▶ **Provided text**:
---

The Ohio Soybean Council Foundation is pleased to offer $64,000 in scholarships to undergraduate and graduate students for the 2023-2024 academic year. Scholarships are available to undergraduate and graduate students pursuing studies related to the soybean industry and the field of agriculture.
Applications for the 2023-2024 academic year open on Monday, October 24th, 2022 and close on Friday, January 13th, 2023.
Please contact Madi Layman at email@example.com with any questions.
The Ohio Soybean Council Foundation is a 501(c)(3) organization that supports scientific research and educational opportunities to the benefit of the soybean industry.
- Seven undergraduate scholarships of up to $3,000 each
- One $3,000 Robinson W. Joslin Scholarship, which was established to recognize a student who has demonstrated outstanding leadership potential
- One $5,000 Bhima Vijayendran Scholarship, named to honor Dr. Vijayendran’s contributions to the soybean industry through his scientific research and commercialization activities at Battelle. This scholarship was founded to support those pursuing a degree related to science, technology or soybean research.

---

▶ **Data records**:
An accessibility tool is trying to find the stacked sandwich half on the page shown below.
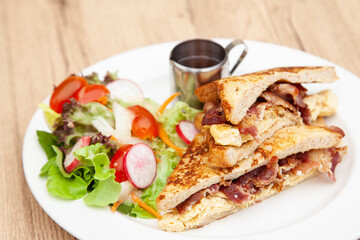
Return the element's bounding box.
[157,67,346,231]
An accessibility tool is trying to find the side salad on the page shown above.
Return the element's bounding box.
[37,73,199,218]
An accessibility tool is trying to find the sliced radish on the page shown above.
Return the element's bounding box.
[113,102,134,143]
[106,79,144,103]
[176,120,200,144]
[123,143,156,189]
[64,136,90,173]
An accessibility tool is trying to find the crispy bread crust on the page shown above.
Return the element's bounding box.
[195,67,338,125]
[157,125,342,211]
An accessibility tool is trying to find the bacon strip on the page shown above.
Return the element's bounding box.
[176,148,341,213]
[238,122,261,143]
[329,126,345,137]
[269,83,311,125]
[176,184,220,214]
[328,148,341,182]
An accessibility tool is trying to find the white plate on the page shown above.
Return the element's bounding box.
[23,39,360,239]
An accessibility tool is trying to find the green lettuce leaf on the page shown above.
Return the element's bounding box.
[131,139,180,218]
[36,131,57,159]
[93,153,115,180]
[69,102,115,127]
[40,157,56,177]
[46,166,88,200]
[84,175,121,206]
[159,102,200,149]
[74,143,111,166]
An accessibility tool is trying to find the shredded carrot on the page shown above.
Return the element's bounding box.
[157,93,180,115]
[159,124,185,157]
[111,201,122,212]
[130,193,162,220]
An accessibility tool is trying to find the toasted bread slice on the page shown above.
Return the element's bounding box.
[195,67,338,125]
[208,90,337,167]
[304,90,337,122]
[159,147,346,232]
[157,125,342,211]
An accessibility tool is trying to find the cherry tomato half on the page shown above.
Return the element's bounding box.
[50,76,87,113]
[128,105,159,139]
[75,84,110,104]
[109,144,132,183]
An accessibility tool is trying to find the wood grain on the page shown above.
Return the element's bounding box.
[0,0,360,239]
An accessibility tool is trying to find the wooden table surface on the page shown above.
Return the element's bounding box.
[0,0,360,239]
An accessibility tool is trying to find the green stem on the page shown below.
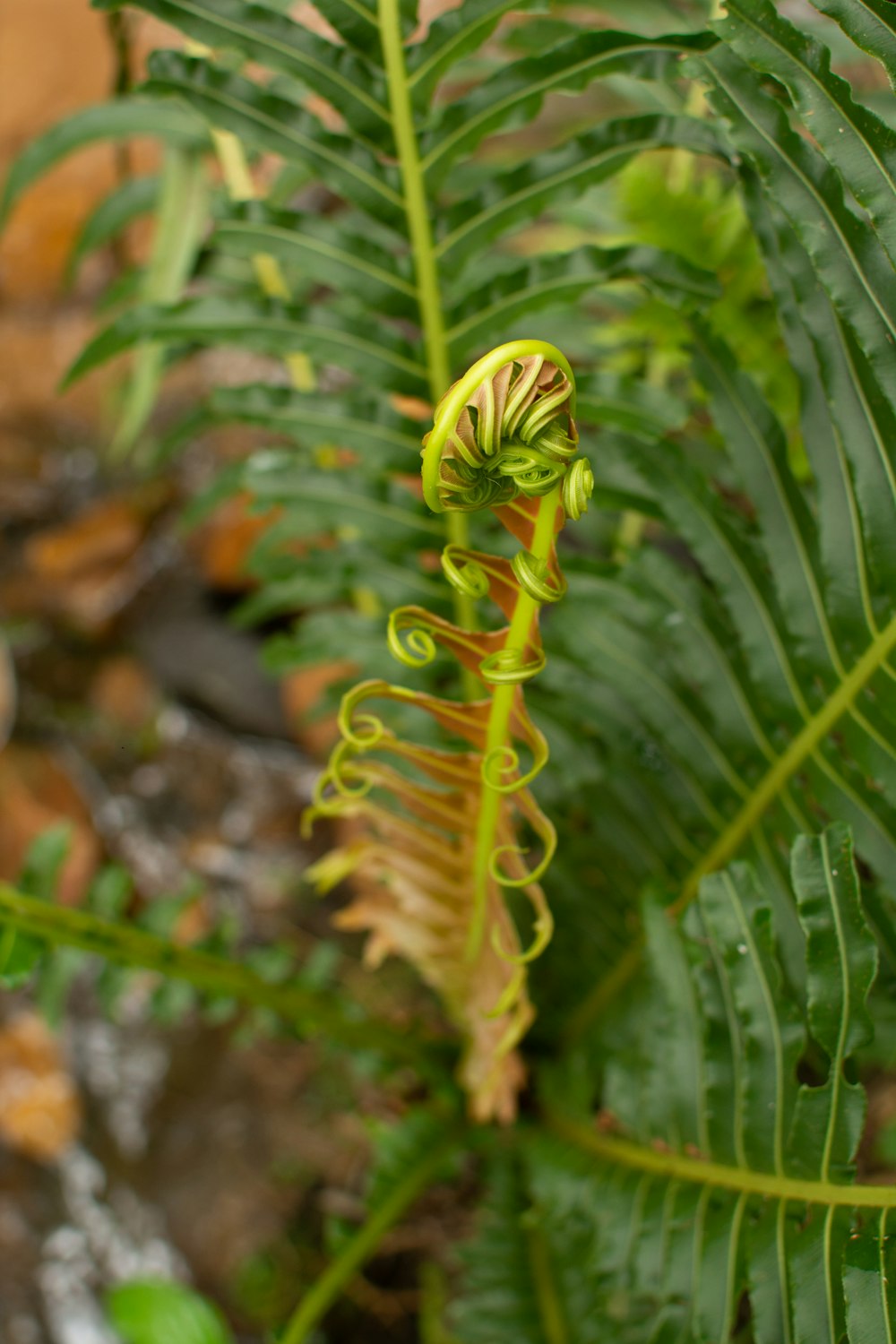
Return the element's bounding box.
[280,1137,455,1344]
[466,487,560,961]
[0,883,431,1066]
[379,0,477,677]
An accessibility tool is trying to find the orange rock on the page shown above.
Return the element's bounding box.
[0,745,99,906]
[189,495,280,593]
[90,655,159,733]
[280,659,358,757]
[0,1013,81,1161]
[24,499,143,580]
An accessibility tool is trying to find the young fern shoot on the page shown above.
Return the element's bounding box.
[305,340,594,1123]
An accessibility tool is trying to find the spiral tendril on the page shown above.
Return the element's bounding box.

---

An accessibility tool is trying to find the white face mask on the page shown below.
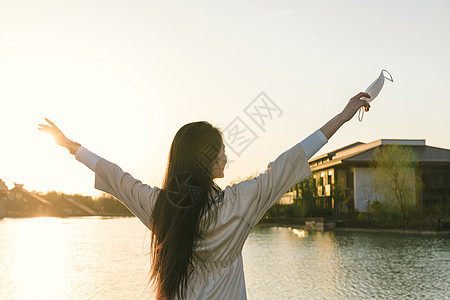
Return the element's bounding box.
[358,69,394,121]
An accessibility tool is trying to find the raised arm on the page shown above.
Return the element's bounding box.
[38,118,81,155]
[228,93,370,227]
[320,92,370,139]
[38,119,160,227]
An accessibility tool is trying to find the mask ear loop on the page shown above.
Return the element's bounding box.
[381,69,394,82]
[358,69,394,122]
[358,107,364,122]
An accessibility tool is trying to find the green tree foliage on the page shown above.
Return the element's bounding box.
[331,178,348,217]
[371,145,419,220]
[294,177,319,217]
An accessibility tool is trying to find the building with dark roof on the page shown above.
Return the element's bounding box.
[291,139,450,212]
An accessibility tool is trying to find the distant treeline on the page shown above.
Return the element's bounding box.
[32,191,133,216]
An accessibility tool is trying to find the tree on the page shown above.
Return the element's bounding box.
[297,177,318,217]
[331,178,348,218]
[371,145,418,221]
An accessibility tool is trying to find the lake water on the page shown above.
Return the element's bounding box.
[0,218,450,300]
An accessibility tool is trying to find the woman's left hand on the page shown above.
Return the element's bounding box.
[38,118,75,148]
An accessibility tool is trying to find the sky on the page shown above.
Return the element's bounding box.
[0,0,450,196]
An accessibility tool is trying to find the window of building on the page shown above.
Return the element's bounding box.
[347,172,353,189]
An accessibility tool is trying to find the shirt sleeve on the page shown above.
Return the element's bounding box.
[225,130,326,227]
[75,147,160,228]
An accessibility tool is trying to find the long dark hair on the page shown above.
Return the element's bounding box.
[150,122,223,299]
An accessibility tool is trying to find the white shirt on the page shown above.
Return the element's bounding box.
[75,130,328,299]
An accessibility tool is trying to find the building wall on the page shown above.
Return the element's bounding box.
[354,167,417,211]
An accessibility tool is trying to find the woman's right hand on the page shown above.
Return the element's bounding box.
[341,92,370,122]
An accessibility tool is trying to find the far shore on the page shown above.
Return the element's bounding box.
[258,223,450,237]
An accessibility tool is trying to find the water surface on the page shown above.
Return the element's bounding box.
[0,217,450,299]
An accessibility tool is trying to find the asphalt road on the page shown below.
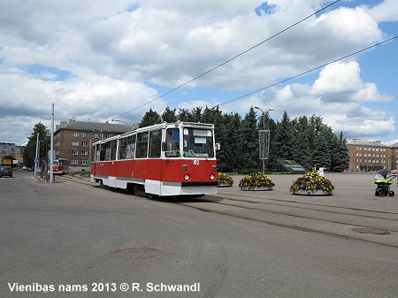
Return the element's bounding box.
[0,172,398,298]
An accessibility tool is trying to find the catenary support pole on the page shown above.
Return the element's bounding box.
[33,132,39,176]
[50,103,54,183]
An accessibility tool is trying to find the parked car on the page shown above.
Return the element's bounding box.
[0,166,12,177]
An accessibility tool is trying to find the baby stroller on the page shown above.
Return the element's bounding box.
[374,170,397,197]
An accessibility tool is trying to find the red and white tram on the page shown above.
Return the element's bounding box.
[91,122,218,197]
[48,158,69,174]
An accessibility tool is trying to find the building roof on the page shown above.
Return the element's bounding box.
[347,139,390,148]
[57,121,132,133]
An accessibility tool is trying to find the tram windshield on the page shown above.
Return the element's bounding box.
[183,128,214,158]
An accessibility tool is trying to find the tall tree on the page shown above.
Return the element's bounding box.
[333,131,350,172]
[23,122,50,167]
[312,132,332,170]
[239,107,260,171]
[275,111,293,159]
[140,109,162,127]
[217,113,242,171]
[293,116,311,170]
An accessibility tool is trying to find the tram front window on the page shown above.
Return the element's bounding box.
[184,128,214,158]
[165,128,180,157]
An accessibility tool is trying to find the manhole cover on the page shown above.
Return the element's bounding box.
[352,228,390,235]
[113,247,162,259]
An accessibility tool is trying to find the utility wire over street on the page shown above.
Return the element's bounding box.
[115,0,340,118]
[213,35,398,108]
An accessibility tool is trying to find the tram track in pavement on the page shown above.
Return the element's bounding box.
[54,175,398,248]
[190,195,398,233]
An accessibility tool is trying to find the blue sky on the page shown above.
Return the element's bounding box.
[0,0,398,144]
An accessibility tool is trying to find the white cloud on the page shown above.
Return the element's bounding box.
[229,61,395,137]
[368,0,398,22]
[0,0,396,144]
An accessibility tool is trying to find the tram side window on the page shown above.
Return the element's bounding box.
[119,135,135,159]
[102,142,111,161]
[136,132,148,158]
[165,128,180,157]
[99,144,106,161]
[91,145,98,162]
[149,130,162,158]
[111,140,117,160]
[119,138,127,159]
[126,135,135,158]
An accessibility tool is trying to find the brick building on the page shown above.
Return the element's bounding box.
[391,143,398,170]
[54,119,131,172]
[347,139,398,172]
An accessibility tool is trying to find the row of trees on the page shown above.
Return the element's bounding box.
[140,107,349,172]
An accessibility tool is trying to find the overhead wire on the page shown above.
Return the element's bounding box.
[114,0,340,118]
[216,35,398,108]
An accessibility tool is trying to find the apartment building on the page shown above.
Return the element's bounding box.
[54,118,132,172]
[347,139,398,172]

---

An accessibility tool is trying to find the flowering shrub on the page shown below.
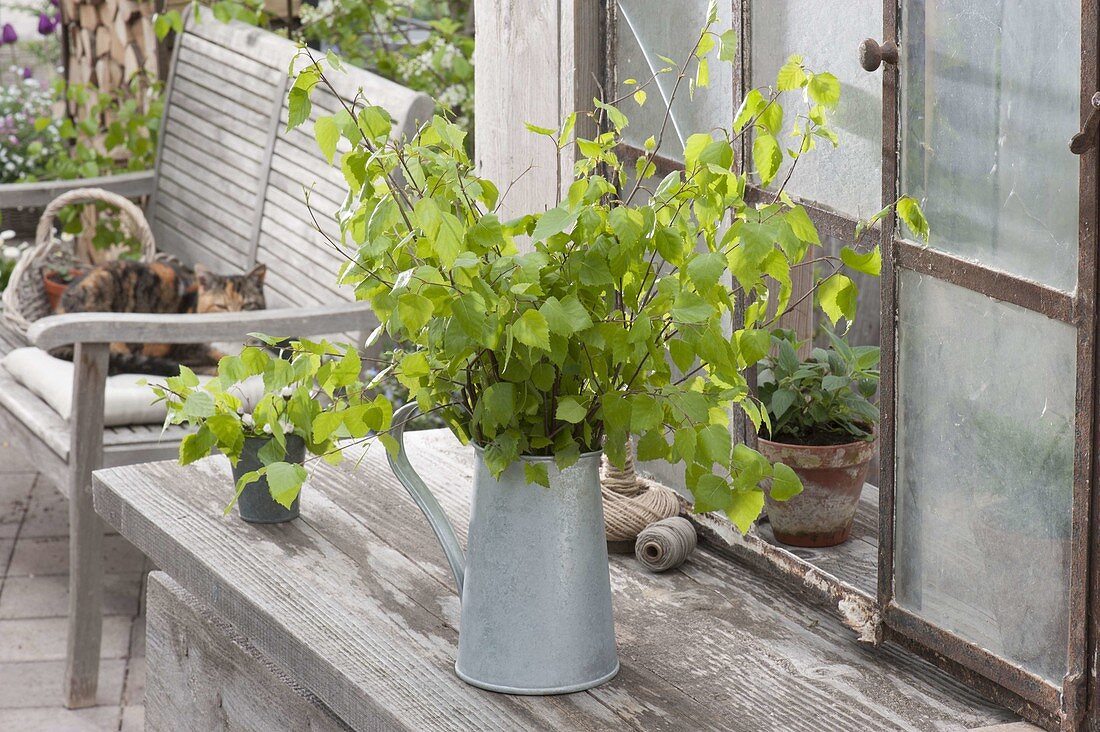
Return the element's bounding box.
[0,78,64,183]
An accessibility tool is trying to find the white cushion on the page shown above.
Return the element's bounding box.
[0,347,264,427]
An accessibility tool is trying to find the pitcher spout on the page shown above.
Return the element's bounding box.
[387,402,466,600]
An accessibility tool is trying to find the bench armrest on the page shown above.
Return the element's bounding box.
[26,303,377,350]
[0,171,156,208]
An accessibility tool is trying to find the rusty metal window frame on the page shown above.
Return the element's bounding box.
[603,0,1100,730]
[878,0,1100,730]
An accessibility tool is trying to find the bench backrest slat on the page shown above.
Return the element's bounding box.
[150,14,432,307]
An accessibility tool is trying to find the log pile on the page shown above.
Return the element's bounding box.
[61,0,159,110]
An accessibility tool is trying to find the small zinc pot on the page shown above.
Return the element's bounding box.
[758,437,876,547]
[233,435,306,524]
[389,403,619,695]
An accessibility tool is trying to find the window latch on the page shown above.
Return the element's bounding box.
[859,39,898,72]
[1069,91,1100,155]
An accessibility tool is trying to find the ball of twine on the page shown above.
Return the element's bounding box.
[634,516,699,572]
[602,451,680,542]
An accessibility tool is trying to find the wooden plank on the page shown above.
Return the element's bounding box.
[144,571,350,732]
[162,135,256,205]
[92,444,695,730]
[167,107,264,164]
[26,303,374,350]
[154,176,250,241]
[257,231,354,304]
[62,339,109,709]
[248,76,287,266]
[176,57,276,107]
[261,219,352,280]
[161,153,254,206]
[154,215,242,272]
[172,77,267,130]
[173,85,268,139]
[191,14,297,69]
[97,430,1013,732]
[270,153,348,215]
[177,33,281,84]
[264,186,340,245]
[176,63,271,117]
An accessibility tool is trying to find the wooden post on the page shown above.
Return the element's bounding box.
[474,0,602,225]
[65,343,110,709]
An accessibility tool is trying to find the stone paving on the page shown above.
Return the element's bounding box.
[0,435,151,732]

---

▶ **Activities**:
(1) Revise the scholarship announcement from the part that opens with the words "Applications for the" and closes with "or soybean research.", putting "academic excellence" in place of "leadership potential".
(2) According to the scholarship announcement, on what date do applications for the 2023-2024 academic year close?
The listing plays no part in what comes next.

▶ **Numbered answers**:
(1)
Applications for the 2023-2024 academic year open on Monday, October 24th, 2022 and close on Friday, January 13th, 2023.
Please contact Madi Layman at email@example.com with any questions.
The Ohio Soybean Council Foundation is a 501(c)(3) organization that supports scientific research and educational opportunities to the benefit of the soybean industry.
- Seven undergraduate scholarships of up to $3,000 each
- One $3,000 Robinson W. Joslin Scholarship, which was established to recognize a student who has demonstrated outstanding academic excellence
- One $5,000 Bhima Vijayendran Scholarship, named to honor Dr. Vijayendran’s contributions to the soybean industry through his scientific research and commercialization activities at Battelle. This scholarship was founded to support those pursuing a degree related to science, technology or soybean research.

(2) Friday, January 13th, 2023